# START OF GIVEN RECORDS

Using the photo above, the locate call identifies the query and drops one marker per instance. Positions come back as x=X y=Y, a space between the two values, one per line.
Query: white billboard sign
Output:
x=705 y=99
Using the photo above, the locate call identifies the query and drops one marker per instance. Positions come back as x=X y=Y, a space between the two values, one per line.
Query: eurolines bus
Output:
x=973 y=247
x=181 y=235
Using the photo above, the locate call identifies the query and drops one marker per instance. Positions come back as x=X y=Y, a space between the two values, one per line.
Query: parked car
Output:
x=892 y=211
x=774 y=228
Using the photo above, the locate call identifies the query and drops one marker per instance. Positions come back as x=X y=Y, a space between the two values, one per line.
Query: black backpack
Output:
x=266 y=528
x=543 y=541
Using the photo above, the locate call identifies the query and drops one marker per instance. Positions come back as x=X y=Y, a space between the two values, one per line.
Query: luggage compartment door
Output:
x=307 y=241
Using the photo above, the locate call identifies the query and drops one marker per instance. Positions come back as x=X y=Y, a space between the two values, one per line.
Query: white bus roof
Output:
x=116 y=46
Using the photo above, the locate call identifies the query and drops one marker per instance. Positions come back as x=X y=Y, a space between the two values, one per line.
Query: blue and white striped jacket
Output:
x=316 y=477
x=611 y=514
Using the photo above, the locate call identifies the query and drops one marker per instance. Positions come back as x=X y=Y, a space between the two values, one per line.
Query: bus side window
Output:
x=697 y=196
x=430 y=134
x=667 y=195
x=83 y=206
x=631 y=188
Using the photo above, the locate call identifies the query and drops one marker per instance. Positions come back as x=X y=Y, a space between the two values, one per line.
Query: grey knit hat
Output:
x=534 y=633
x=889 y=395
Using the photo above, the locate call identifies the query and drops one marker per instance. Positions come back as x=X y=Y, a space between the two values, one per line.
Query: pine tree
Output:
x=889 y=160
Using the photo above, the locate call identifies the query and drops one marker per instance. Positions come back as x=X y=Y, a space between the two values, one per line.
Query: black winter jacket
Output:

# END OF GIVEN RECORDS

AIM OF THE EXERCISE:
Take the entries above and copy them out exactly.

OUTPUT OF THE TASK:
Using the photo above, the locate call identifies the query and drops one marker per instance. Positions come back as x=X y=Y, a space between the two values, one per line.
Query: white billboard sign
Output:
x=705 y=99
Using the photo above, the locate call identifies the query and drops one marker per instance. Positions come back as x=X y=Y, a space between the two values, one per line.
Query: eurolines bus
Output:
x=973 y=247
x=181 y=235
Using the photo above, the locate call identifies the query and drops one marker per instance. Positions come back as x=X y=Y, a space between the two values, one per line.
Query: parked car
Output:
x=892 y=211
x=774 y=228
Using the photo above, the locate call identifies the query and drops one marker per instance. Positions come back as x=X y=Y, a space between the two values, one per line.
Query: black backpack
Output:
x=266 y=528
x=543 y=541
Using the photo above, the locate call identifies the query and drops one marker per instance. Positions come back as x=X y=Y, a space between the two values, one per line.
Query: luggage compartment door
Output:
x=307 y=241
Using the photo above, the locate call identifies the query and drops one marker per instance. Positions come back as x=X y=Y, a space between the two values, one per line.
Query: white bus roof
Output:
x=116 y=46
Using the photo above, the locate call identifies the query and drops one marker per instance. Positions come back as x=X y=Y, a space between the two values, one per line.
Query: blue and white striped jacket
Output:
x=316 y=477
x=611 y=514
Using the photo above, the locate call identifies the query and drops one marker per instance. Positions come back as x=X y=Y, a space between the two values, one per line.
Query: bus side window
Output:
x=697 y=196
x=430 y=134
x=667 y=195
x=83 y=206
x=631 y=188
Using the photo above, the locate call identifies the query and drops one marker per instance. Positions come back as x=X y=Y, a space between the two values, one per line.
Query: grey knit hat
Output:
x=534 y=633
x=889 y=395
Using the photo above, the locate call identifies the query and drops one marker per instance. Positions come back as x=X y=Y, a space between the two values, one per line.
Query: pine tree
Output:
x=889 y=160
Using the photo above, the locate call identifies the query and drops one marker per instance. Positions come back as x=X y=Y, a space between the two values, one per line.
Query: black winter jacket
Output:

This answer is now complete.